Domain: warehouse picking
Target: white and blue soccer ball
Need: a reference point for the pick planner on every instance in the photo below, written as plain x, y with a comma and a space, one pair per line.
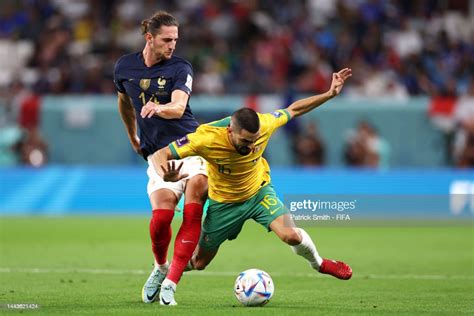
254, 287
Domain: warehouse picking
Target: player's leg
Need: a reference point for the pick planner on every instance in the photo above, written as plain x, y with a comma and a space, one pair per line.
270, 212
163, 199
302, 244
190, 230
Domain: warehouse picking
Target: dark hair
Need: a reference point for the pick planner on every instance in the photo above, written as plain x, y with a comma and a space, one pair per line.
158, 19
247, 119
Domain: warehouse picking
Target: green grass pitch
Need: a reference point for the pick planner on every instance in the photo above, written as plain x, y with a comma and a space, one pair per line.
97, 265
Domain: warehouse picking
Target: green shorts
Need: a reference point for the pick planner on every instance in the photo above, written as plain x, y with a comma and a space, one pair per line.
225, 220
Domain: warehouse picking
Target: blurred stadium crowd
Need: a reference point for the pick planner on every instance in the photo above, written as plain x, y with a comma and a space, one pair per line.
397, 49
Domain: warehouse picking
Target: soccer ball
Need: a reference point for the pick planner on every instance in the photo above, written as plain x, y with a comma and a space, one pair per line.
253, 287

---

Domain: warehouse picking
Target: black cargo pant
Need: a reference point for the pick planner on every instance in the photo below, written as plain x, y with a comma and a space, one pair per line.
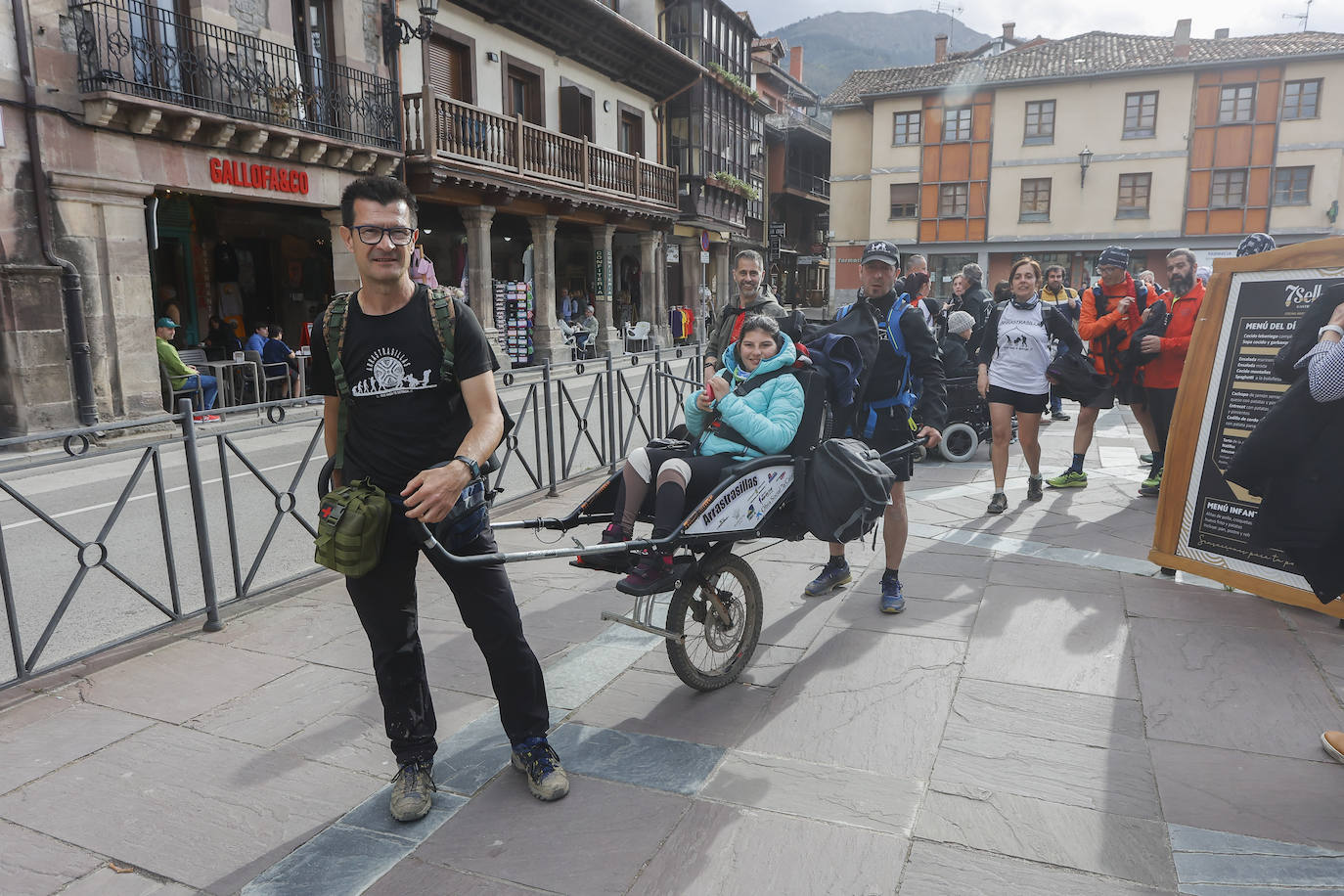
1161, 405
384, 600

» What you have to do: Find every line in the material above that contains the word "green" and copy each one out in full. Match case exactly.

» Exercise response:
Target: green grass pitch
Target: green shorts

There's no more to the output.